According to the passage on Promise Mascot Agency below, what was Kaizen Game Works' first game?

# [Passage provided]

____________

It’s hard to believe Promise Mascot Agency’s developers believe in the words «too far.» A few minutes into the game I met my new assistant at the agency I have to return to profit, which exclusively employs weirdos and rejects. Pinky is a child-height severed finger with a hair trigger for flying into a rage. Half an hour later the first mascot I run into in the nearby town and recruit to my agency is a cat covered in cum (sorry, «Japanese yam»). He loves porn.
And yet Kaizen Game Works insists they have, in fact, shown some restraint.
«That was worse. We toned that down», laughed art director Rachel Noy in a recent interview. «That had a certain name that I don’t really feel comfortable repeating.»
Like Kaizen’s first game Paradise Killer, Promise Mascot Agency throws wild characters in your face with devil-may-care glee. But where that wonderful 2020 detective game had an anything-goes attitude with its coterie of immortal gods, this one is more rooted in Japanese pop culture, which their British creators credit to their collaboration with Capcom and Tango Gameworks veteran Ikumi Nakamura and her concept artist. They pitched the rough idea for the game to Nakamura—a disgraced Yakuza managing a team of living mascots—and then the designs started flowing in, one after another.
Bizarre designs. For a lot of them, they just «had to take the edge off a bit», Noy added.
«There wasn’t anything obscene or too graphic», reassured director Oli Clarke Smith. «But [cat mascot] Trororo’s original name, from Ikumi, that would’ve hit the age ratings… badly.»
Emboldened by Nakamura’s designs, the team leaned into the idea of the world itself being less fantastical than Paradise Killer’s magical island. The characters within it being off-kilter only serves to highlight their weirdness and the comic side of the game, which enriches what could otherwise be a menu-heavy management game. Once I’d recruited a couple mascots I got to work assigning them jobs that best suited their characteristics (funny, cute, safety-minded). Early on it’s simple, but later you’ll have to keep an eye on your finances and also ensure your mascots and the recruitable heroes you send in to aid them are leveling up their stats to complete harder jobs and keep the cash flowing.
Minigames give you the opportunity to play cards in a quick, stripped down deckbuilder.

____________

# [Excerpted records]
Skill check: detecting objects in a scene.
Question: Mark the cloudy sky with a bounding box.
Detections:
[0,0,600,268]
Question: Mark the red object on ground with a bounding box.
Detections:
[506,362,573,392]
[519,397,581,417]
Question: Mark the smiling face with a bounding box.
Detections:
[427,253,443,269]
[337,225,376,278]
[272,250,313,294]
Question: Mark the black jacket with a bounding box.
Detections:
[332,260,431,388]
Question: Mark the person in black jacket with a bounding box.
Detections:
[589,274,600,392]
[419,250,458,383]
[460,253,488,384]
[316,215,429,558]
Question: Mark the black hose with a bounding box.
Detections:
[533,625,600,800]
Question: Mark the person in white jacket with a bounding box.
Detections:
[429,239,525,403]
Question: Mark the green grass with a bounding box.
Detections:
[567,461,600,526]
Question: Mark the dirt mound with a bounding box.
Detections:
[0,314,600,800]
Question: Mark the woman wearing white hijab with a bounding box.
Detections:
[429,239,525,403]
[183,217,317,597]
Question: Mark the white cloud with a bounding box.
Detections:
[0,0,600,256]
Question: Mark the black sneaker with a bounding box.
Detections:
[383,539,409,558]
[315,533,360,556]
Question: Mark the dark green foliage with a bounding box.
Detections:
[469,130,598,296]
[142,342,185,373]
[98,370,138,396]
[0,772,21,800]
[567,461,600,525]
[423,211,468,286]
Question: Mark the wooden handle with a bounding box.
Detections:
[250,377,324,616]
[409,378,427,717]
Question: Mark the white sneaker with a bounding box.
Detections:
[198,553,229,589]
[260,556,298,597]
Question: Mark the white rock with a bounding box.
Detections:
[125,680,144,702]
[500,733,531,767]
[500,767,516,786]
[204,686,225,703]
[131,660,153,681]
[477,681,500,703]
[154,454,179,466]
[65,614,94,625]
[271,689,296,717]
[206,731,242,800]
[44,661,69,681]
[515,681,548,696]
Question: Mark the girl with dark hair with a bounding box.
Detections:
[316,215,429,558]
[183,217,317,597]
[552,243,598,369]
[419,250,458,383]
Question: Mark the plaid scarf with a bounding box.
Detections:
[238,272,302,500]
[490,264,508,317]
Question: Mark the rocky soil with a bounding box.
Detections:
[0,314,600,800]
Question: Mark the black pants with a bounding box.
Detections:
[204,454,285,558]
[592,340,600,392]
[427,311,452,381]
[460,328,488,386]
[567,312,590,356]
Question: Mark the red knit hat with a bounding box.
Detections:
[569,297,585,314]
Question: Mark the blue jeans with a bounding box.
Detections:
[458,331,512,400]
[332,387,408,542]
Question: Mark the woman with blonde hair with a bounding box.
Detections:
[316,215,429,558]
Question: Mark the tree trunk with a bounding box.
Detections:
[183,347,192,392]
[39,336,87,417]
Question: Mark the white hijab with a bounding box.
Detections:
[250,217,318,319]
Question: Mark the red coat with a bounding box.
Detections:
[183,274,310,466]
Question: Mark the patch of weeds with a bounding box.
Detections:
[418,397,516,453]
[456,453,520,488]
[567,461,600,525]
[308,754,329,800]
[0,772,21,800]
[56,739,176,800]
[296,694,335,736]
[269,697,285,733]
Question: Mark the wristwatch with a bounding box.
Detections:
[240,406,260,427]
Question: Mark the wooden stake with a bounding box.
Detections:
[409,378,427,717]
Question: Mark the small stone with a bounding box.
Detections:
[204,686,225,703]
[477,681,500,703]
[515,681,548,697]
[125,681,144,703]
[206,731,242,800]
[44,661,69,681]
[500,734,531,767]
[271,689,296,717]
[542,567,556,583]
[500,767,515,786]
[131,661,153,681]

____________

# [Task result]
Paradise Killer